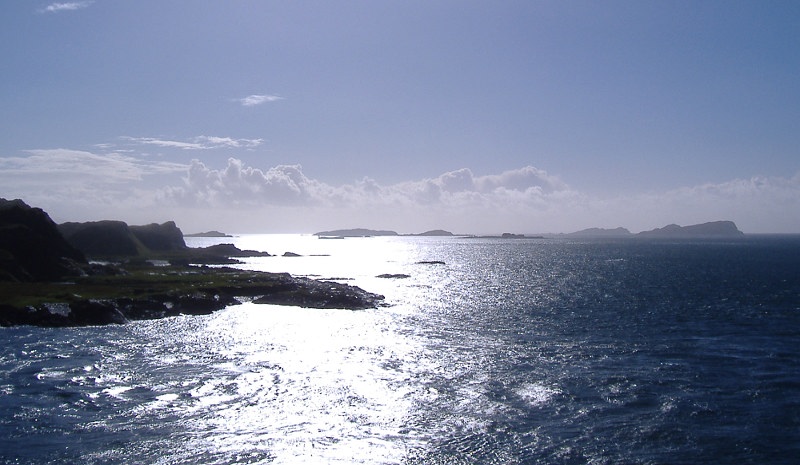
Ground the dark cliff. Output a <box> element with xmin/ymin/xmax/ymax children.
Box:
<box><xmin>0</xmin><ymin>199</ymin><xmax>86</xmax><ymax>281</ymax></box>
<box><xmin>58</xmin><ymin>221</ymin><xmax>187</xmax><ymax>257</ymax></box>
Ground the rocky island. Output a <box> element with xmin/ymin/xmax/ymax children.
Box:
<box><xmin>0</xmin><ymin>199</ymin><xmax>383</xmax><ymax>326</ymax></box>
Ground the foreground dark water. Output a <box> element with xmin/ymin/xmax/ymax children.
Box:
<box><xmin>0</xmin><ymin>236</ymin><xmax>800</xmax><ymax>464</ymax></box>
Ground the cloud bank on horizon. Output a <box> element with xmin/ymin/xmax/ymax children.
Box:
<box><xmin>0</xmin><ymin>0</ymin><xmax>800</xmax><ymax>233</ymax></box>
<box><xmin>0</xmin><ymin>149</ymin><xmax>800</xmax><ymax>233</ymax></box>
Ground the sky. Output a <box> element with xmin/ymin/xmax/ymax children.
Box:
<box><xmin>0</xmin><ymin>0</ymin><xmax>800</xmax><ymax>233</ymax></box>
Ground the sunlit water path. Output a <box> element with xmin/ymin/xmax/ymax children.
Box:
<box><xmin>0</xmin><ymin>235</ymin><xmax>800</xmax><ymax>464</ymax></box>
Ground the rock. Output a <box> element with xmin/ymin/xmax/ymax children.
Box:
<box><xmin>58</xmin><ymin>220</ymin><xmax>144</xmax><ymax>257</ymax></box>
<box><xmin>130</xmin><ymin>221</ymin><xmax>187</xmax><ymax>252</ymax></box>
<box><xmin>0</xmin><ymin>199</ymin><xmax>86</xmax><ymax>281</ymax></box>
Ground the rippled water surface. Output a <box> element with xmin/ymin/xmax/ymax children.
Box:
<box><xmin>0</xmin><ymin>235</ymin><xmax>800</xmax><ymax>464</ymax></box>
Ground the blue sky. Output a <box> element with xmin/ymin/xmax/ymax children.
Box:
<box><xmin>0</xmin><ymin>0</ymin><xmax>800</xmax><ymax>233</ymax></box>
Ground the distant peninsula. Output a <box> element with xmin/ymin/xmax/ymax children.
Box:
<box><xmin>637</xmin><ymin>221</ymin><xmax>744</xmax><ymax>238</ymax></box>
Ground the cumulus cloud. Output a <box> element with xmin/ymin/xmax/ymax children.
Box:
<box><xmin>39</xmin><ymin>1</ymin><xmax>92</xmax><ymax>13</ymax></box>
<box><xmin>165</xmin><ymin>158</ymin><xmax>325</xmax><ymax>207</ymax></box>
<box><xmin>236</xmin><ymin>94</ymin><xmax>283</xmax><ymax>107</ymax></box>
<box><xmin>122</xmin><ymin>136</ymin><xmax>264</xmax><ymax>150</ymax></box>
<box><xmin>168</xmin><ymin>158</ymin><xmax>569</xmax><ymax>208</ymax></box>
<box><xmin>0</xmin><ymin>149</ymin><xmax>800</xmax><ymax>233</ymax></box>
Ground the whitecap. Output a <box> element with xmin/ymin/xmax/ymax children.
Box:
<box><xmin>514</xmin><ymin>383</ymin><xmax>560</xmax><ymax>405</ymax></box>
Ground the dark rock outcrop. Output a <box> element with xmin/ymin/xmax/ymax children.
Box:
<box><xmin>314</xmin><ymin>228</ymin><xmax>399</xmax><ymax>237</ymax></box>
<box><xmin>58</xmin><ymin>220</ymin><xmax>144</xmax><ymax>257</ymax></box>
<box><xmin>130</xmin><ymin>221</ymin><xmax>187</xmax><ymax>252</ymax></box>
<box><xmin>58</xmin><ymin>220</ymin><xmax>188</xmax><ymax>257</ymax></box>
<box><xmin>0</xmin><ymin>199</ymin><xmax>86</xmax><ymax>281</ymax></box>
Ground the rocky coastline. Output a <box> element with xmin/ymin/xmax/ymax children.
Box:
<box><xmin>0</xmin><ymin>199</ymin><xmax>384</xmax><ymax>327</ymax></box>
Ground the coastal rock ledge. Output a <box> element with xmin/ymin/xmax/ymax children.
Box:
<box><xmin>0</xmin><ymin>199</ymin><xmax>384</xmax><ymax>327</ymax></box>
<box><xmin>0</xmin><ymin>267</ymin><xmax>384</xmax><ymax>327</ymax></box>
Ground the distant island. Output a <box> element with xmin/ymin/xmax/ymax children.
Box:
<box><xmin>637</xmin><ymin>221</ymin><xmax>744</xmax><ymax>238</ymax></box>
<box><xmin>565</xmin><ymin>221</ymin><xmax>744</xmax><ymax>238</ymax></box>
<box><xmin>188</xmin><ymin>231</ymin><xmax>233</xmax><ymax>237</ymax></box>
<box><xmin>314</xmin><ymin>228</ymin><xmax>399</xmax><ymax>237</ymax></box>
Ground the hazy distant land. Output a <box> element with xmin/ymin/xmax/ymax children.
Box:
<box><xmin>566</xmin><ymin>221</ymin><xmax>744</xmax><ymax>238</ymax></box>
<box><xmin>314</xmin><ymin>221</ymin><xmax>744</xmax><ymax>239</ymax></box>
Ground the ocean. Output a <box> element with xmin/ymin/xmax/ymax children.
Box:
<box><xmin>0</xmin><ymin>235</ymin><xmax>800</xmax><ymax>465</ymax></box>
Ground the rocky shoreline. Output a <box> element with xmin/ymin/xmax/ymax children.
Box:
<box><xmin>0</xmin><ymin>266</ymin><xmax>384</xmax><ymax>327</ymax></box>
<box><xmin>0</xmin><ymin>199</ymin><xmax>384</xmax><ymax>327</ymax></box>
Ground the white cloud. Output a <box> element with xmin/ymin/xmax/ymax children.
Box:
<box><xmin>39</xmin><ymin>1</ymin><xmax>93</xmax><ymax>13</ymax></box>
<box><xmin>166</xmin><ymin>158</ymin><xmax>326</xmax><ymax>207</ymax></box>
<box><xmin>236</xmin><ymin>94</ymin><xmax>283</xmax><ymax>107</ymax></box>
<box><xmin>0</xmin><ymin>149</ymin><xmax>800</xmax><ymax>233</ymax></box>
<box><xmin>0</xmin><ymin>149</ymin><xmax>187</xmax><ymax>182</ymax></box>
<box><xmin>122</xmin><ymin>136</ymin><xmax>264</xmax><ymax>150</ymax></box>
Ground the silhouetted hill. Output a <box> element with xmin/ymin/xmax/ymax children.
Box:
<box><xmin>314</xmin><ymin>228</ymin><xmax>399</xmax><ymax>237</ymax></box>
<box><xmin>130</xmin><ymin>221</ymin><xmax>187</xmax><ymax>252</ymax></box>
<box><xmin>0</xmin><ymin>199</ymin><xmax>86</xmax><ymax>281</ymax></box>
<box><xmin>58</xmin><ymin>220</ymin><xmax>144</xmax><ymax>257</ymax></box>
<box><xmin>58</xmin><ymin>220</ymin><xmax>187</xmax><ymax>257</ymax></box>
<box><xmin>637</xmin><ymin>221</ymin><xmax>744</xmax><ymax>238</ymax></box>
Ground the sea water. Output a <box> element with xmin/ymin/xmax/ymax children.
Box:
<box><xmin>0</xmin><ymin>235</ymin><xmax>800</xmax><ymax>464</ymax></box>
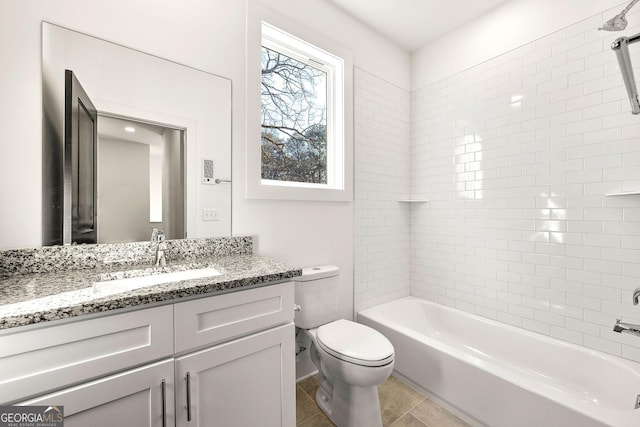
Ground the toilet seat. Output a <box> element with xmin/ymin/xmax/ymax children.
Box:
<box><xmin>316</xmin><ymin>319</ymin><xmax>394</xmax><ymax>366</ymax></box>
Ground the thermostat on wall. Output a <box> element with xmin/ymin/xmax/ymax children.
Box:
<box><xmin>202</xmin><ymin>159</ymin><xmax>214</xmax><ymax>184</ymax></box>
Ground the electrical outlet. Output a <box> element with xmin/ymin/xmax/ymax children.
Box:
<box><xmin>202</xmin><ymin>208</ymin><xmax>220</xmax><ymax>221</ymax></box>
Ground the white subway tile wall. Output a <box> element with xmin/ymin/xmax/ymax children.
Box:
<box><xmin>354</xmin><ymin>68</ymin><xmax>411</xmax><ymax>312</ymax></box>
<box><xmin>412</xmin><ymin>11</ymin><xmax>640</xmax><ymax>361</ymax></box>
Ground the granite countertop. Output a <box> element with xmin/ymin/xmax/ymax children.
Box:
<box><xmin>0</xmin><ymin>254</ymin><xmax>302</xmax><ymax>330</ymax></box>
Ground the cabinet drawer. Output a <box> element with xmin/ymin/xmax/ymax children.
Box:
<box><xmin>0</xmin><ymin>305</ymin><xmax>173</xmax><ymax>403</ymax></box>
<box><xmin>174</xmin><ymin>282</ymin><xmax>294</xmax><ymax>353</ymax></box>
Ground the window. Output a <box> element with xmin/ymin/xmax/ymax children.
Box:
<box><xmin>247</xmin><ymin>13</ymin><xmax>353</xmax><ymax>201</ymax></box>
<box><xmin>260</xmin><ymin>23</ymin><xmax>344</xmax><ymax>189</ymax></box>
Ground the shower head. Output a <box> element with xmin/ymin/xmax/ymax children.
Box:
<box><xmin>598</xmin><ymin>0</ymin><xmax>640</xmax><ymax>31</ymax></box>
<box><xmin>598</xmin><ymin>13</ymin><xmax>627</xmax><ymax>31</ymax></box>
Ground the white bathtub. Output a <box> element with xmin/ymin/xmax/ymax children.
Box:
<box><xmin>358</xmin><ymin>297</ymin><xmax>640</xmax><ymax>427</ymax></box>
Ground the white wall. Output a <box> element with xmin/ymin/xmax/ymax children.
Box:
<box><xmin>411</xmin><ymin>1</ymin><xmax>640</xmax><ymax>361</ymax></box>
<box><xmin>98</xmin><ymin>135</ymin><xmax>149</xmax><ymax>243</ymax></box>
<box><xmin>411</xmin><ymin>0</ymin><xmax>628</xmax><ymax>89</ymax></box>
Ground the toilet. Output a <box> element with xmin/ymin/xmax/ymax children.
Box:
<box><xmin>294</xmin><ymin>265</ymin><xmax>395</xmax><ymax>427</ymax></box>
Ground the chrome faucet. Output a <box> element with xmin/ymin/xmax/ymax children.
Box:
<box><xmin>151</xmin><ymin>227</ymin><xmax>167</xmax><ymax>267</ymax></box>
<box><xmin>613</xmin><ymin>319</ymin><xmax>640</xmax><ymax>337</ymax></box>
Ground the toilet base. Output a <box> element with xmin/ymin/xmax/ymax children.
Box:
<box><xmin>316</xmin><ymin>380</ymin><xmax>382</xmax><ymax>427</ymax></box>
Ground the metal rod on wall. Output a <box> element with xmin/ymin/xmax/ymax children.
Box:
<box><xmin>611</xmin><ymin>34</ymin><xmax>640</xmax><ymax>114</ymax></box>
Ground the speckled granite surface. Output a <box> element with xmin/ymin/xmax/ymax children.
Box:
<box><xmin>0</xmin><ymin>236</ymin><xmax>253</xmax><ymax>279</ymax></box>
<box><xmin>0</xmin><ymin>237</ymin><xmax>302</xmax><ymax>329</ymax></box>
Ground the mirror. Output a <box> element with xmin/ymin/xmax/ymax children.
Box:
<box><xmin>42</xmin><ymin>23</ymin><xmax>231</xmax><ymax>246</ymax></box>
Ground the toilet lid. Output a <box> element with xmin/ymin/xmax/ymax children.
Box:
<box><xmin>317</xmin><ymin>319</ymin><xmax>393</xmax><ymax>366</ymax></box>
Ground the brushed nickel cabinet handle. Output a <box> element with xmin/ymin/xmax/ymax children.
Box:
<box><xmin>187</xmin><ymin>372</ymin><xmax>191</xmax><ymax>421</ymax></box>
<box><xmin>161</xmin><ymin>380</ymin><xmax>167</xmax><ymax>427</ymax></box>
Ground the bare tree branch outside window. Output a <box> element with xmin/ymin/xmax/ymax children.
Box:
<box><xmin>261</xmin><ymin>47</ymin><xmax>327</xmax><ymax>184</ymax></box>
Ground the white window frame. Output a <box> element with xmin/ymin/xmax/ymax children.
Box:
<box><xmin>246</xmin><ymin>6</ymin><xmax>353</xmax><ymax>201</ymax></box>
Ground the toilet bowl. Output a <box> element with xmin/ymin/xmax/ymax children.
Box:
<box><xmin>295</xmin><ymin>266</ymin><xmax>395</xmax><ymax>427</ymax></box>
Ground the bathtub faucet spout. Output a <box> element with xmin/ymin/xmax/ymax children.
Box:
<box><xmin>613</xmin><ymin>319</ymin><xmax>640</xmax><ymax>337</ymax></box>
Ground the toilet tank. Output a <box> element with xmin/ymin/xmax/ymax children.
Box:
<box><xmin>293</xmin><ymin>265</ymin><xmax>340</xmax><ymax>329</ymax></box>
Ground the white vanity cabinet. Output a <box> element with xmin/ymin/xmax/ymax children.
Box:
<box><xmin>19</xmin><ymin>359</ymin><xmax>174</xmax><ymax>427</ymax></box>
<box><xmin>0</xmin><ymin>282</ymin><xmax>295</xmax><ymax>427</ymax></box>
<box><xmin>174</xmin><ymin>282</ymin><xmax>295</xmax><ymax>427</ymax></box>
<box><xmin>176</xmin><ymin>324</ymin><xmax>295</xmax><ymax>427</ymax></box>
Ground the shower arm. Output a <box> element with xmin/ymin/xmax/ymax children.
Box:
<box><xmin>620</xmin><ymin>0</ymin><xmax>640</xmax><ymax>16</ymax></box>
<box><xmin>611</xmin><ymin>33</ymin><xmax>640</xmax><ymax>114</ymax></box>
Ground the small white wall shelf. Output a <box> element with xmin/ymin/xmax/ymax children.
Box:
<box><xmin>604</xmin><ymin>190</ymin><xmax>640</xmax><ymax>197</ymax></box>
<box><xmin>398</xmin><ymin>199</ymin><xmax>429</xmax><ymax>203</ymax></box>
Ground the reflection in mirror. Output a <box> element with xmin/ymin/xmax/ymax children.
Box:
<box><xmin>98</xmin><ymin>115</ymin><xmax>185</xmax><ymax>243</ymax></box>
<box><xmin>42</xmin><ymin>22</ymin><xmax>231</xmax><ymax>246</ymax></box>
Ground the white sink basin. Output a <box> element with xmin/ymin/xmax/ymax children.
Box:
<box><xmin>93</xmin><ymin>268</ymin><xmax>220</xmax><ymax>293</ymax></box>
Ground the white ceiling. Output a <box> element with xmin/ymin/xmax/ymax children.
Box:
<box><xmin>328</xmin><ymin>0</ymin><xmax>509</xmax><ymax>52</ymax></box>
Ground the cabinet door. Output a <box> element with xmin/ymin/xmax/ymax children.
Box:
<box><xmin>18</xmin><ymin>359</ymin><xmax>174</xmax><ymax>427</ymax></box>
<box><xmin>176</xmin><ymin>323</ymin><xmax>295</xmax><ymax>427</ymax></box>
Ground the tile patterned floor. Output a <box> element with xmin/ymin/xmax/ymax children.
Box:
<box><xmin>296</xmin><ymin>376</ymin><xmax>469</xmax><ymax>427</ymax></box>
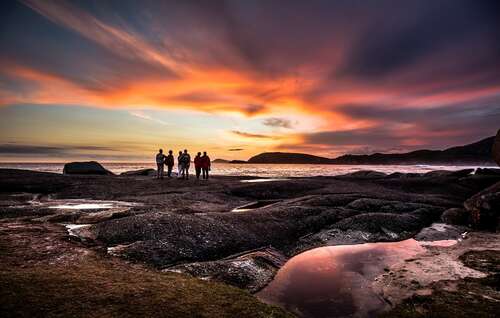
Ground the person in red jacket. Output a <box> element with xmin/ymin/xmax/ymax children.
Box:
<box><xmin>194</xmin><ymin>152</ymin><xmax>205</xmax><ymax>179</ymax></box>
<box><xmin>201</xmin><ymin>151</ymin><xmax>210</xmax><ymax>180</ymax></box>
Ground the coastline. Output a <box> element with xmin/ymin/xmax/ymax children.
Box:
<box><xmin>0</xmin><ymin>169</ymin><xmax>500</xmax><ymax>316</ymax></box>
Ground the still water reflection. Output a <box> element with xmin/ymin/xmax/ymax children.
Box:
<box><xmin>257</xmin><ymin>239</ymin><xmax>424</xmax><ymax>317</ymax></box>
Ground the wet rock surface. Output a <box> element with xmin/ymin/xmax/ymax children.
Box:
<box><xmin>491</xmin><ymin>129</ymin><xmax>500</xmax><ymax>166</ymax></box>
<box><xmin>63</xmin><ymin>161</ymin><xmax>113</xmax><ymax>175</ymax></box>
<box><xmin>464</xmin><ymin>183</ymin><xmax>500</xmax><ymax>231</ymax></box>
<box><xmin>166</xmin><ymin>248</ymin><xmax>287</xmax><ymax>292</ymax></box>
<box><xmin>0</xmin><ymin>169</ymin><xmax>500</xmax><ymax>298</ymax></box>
□ □ □ □ □
▶ REQUIRED WORK
Reproduce verbatim every line of the data above, beginning with the line that contains "Ground the wet" and continuing through the final line of the data.

▶ OUTPUT
Ground the wet rock surface. Output a <box> element with xmin/ymin/xmax/ymax children.
Box:
<box><xmin>491</xmin><ymin>129</ymin><xmax>500</xmax><ymax>166</ymax></box>
<box><xmin>63</xmin><ymin>161</ymin><xmax>113</xmax><ymax>175</ymax></box>
<box><xmin>464</xmin><ymin>183</ymin><xmax>500</xmax><ymax>231</ymax></box>
<box><xmin>166</xmin><ymin>248</ymin><xmax>287</xmax><ymax>292</ymax></box>
<box><xmin>0</xmin><ymin>169</ymin><xmax>500</xmax><ymax>298</ymax></box>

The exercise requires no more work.